### [Stated exercise]
Render every line of the entries below as a Markdown table with two columns, Row for the line's number and Line for its text, leaving out any blank lines.
────────────────────
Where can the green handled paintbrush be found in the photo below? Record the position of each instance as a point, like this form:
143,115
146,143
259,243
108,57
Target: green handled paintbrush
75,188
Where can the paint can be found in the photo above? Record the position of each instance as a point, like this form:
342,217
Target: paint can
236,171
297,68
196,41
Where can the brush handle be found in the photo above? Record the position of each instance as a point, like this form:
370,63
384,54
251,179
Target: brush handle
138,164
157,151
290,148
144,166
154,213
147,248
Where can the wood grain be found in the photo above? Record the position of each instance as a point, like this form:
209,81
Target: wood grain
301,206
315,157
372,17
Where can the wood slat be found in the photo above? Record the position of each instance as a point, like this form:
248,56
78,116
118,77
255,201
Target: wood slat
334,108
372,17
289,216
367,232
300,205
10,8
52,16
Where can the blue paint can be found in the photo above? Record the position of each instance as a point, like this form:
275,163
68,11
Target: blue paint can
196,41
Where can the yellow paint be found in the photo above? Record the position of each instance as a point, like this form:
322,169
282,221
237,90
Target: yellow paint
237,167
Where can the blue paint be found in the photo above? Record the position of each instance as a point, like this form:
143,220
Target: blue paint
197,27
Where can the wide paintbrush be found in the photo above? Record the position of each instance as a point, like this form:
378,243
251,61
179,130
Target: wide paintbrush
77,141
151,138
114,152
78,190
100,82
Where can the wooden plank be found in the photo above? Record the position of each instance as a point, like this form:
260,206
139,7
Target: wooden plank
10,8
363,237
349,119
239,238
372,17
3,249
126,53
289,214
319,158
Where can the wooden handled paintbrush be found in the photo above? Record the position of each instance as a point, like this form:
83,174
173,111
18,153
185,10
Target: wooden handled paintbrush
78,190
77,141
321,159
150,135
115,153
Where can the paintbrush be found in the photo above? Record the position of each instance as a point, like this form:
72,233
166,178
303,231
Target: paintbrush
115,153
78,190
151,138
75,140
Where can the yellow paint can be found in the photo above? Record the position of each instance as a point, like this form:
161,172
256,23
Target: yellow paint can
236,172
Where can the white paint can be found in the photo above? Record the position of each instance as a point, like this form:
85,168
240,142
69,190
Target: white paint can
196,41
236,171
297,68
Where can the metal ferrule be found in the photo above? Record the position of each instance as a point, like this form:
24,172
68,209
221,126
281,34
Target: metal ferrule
────────────────────
### [Correct result]
| Row | Line |
|---|---|
| 1 | Where can the green handled paintbrush be found in the photo below? Record the position of each instance as a point, like this form: |
| 2 | 143,115 |
| 3 | 146,143 |
| 4 | 259,243 |
| 5 | 108,57 |
| 6 | Target: green handled paintbrush |
| 7 | 75,188 |
| 8 | Where can the paint can be found in the photo above? Record the position of each instance as a point, like this form: |
| 9 | 342,217 |
| 10 | Target: paint can |
| 11 | 236,171 |
| 12 | 297,68 |
| 13 | 196,41 |
| 14 | Where can the brush handle be found in the photo above? Record the position of each instance as a point, like this form: |
| 15 | 370,63 |
| 16 | 384,54 |
| 17 | 251,179 |
| 18 | Target: brush handle |
| 19 | 138,164 |
| 20 | 157,151 |
| 21 | 290,148 |
| 22 | 144,166 |
| 23 | 154,213 |
| 24 | 147,248 |
| 25 | Where can the wood grain be found in the photo above? Record the position of each instance as a point, like this form: |
| 26 | 209,81 |
| 27 | Target: wood grain |
| 28 | 301,206 |
| 29 | 315,157 |
| 30 | 372,17 |
| 31 | Where can the wood slat be found in the photo above? Record the position of each instance as a point, like this form: |
| 32 | 248,56 |
| 33 | 78,116 |
| 34 | 118,77 |
| 35 | 255,201 |
| 36 | Target: wood slat |
| 37 | 334,108 |
| 38 | 372,17 |
| 39 | 289,216 |
| 40 | 367,232 |
| 41 | 300,205 |
| 42 | 10,8 |
| 43 | 52,16 |
| 44 | Where can the blue paint can be found in the photo above? Record the position of each instance as a point, like this form: |
| 45 | 275,163 |
| 46 | 68,11 |
| 47 | Target: blue paint can |
| 48 | 196,41 |
| 49 | Where can the yellow paint be found in the photo above? Record the position of each instance as a point, like this form: |
| 50 | 322,169 |
| 51 | 282,221 |
| 52 | 237,90 |
| 53 | Target: yellow paint |
| 54 | 237,167 |
| 55 | Where can the blue paint be found in the photo above? Record the position of each instance as a point, like this form: |
| 56 | 143,220 |
| 57 | Target: blue paint |
| 58 | 197,27 |
| 59 | Where can the wide paintbrush be found in the photo above? Record the position of each instance as a point, like this form: |
| 60 | 378,243 |
| 61 | 251,61 |
| 62 | 179,130 |
| 63 | Target: wide paintbrush |
| 64 | 77,141 |
| 65 | 151,138 |
| 66 | 114,152 |
| 67 | 78,190 |
| 68 | 100,82 |
| 69 | Where can the wooden plank be found in the photo above? Record the position of each instance as a point, like this form: |
| 70 | 260,206 |
| 71 | 139,7 |
| 72 | Target: wooden plank |
| 73 | 10,8 |
| 74 | 363,237 |
| 75 | 349,119 |
| 76 | 239,238 |
| 77 | 372,17 |
| 78 | 3,249 |
| 79 | 126,53 |
| 80 | 289,214 |
| 81 | 319,158 |
| 82 | Where can the wooden handled paintbrush be found in the photo above? Record the position of each instance as a point, like this form: |
| 83 | 83,174 |
| 84 | 173,111 |
| 85 | 18,153 |
| 86 | 185,10 |
| 87 | Target: wooden handled paintbrush |
| 88 | 78,190 |
| 89 | 77,141 |
| 90 | 321,159 |
| 91 | 150,135 |
| 92 | 115,153 |
| 93 | Where can the paintbrush be found in the photo above? Record the position of each instance as a point, like this form: |
| 94 | 72,233 |
| 95 | 166,178 |
| 96 | 303,231 |
| 97 | Target: paintbrush |
| 98 | 115,153 |
| 99 | 78,190 |
| 100 | 151,138 |
| 101 | 75,140 |
| 102 | Where can the yellow paint can be found in the photo above? Record the position of each instance as a point, like this form: |
| 103 | 161,172 |
| 104 | 256,23 |
| 105 | Target: yellow paint can |
| 106 | 236,172 |
| 107 | Where can the white paint can be found in the photo above? Record the position of each instance as a point, like this form: |
| 108 | 85,168 |
| 109 | 240,142 |
| 110 | 69,190 |
| 111 | Target: white paint can |
| 112 | 196,41 |
| 113 | 236,171 |
| 114 | 297,68 |
| 115 | Where can the metal ferrule be found in the photo above? Record the position of each instance as a point, like this form: |
| 116 | 24,172 |
| 117 | 68,209 |
| 118 | 221,126 |
| 119 | 281,34 |
| 120 | Target: metal ferrule |